» Work task 1
Please write out everything in the drop cloth slipcover tips below, from "So, I went to" down to "to be washed.".
» Work task 2
Decide whether each statement agrees with the drop cloth slipcover tips below. Answer yes or no, and quote the deciding words. (a) The drop cloths were bought at Wal-Mart. (b) After bleach is added, the drop cloth is left to soak for several hours. (c) The last wash uses bleach and no laundry soap.

Tips On Making Slipcovers With Drop Cloths

I had no idea there would be such an interest in learning how to work with drop cloths in a home decor application, but several readers seemed very excited about it.  I aim to please, so here it is!

First of all, let me say that I was skeptical and hesitant to jump on the drop cloth bandwagon.  I have always made my slipcovers out of white cotton twill and you can purchase that for about $3.00/yard at Wal-Mart.  What finally pushed me to try the drop cloths was a pair of wing chairs I wanted to cover that had a high contrast blue and white plaid fabric and it showed through my usual twill.  I needed something that was a heavier weight.  The drop cloth was my cheapest option.

So, I went to Lowe’s and bought a couple of Finish Factor Canvas 8oz weight drop cloths.  They run anywhere from $5.00/piece for a small one up to about $30 for really, really big ones.  I’ve been purchasing the ones that run about $13.00.  It takes about 1 1/2 4′x 15′ to cover a wing chair with piping, pleats, and a ”T” cushion.

So, here are the things I have learned along the way…
1.) Drop cloths are very stiff and dingy-looking right out of the package.  They at least need to be washed.
2.) How to bleach a drop cloth: I know it may sound silly to write out directions for how to bleach something, but I’ve tried several different ways and this is what is the easiest and most effective.  Put your drop cloth in your washing machine.  Start the regular wash cycle and allow the tub to fill with warm water.  Add a couple of cups of bleach and make sure the fabric is fully submerged.  Stop the cycle when the tub is full.  Close the lid and leave it for several hours.  Once it has soaked for a while, continue the cycle and allow it to run.  Repeat this entire process a second time, but add laundry soap in addition to the bleach.  Repeat this one last time, but only add laundry soap, no bleach.  Dry in the machine on high.  If you’re making a slipcover with this, you want it to be preshrunk, so that’s why you want to use warm water and a high drying heat.

» Listed entries
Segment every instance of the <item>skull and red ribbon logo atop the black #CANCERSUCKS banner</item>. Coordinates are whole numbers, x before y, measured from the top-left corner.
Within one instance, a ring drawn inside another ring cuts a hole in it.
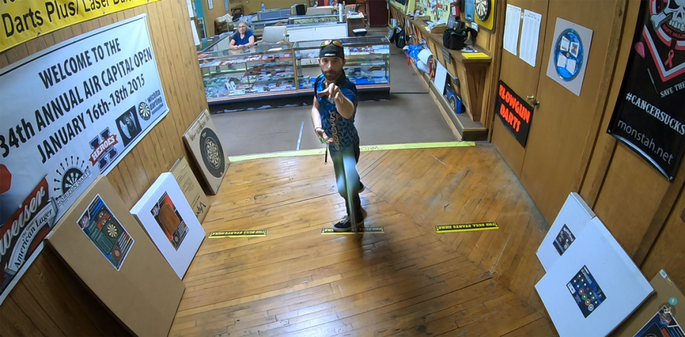
[[[685,73],[685,59],[678,51],[685,50],[685,0],[651,0],[649,14],[652,26],[642,32],[654,59],[661,81],[669,81]],[[638,44],[642,57],[644,46]]]

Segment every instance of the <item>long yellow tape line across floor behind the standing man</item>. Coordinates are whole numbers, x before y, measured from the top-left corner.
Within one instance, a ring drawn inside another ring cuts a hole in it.
[[[389,144],[389,145],[367,145],[360,146],[361,152],[367,151],[388,151],[388,150],[409,150],[409,149],[435,149],[445,147],[467,147],[476,146],[474,141],[445,141],[441,143],[416,143],[416,144]],[[323,156],[326,149],[311,149],[300,151],[272,152],[270,154],[248,154],[244,156],[230,156],[229,161],[251,161],[254,159],[299,157],[299,156]]]

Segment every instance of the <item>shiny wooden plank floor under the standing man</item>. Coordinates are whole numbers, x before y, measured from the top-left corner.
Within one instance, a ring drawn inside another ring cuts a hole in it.
[[[321,235],[345,213],[330,160],[231,164],[205,230],[268,235],[204,241],[169,336],[556,336],[532,290],[546,224],[489,144],[365,152],[358,169],[384,234]],[[501,228],[435,233],[472,221]]]

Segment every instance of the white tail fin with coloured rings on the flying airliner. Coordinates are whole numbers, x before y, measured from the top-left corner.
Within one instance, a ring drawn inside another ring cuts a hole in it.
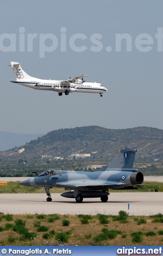
[[[21,63],[18,63],[18,62],[11,62],[11,65],[9,65],[13,69],[15,79],[18,80],[18,81],[31,79],[32,77],[29,76],[28,74],[26,74],[22,70],[20,65],[21,65]]]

» Written answer 1
So, I went to Lowe’s and bought a couple of Finish Factor Canvas 8oz weight drop cloths.  They run anywhere from $5.00/piece for a small one up to about $30 for really, really big ones.  I’ve been purchasing the ones that run about $13.00.  It takes about 1 1/2 4′x 15′ to cover a wing chair with piping, pleats, and a ”T” cushion.

So, here are the things I have learned along the way…
1.) Drop cloths are very stiff and dingy-looking right out of the package.  They at least need to be washed.

» Written answer 2
(a) No: "So, I went to Lowe’s and bought a couple of Finish Factor Canvas 8oz weight drop cloths."
(b) Yes: "Close the lid and leave it for several hours."
(c) No: "Repeat this one last time, but only add laundry soap, no bleach."